start PROVIDED TEXT
Kim: Come off it, Ron. I know you're doing that yourself.
Ron: What? Cshk! I'm--only--hearing--every--other--word!
Kim: Ron! Don't be a--cssshkk--baby.
Ramesh: Stay back!
Bebe: Professor Ramesh... we have come for you.
Ramesh: Who... who are you?
Bebe #1: I am Bebe.
Bebe #2: I am Bebe.
Bebe #3: I am Bebe.
Kim: Is there an echo in here?
Bebe: Analysis subject... Kim Possible. Threat... minimal.
Kim: That hurts. Unh... aah! Ahh! Hm! Not bad.
Bebe: Bebe is perfect.
Kim: What are they?
Ron: Kim, don't think I didn't hear that baby comment. I heard it. Oof.
Kim: Ron?
Ramesh: Aah!
Kim: Thanks a lot.
Ron: What did I do?
Rufus: Yeah!
Kim: Those robots took Professor Ramesh. Are you happy now?
Ron: Yes.
Rufus: Mm-hmm.
Ron: I mean, no!
Rufus: Uh-uh!
Kim: Whatever. All I know is that now we've got two missing scientists and three killer Bebes.
Ron: Huh?
end PROVIDED TEXT
**SHORT PROBLEM**: Rewrite the dialogue from "Bebe #2: I am" up to and including "What did I do?", substituting "crybaby" for every "baby".
start GIVEN MATERIAL
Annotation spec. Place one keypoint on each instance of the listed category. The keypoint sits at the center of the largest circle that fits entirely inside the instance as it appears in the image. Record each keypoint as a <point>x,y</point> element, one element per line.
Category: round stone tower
end GIVEN MATERIAL
**RESPONSE BELOW**:
Bebe #2: I am Bebe.
Bebe #3: I am Bebe.
Kim: Is there an echo in here?
Bebe: Analysis subject... Kim Possible. Threat... minimal.
Kim: That hurts. Unh... aah! Ahh! Hm! Not bad.
Bebe: Bebe is perfect.
Kim: What are they?
Ron: Kim, don't think I didn't hear that crybaby comment. I heard it. Oof.
Kim: Ron?
Ramesh: Aah!
Kim: Thanks a lot.
Ron: What did I do?